## RECORDS FOR THE EXERCISE
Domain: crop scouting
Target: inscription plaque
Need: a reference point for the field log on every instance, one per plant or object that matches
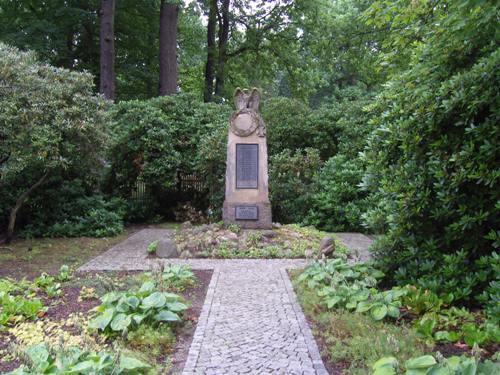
(247, 213)
(247, 166)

## WORK TO COMPLETE
Exclude every picture, then reproduce the remaining data character for character.

## SOLVED EXERCISE
Domain: crop scouting
Target: inscription plaque
Need: a reference point for the field log on every instance, one per plant or object that matches
(247, 213)
(247, 166)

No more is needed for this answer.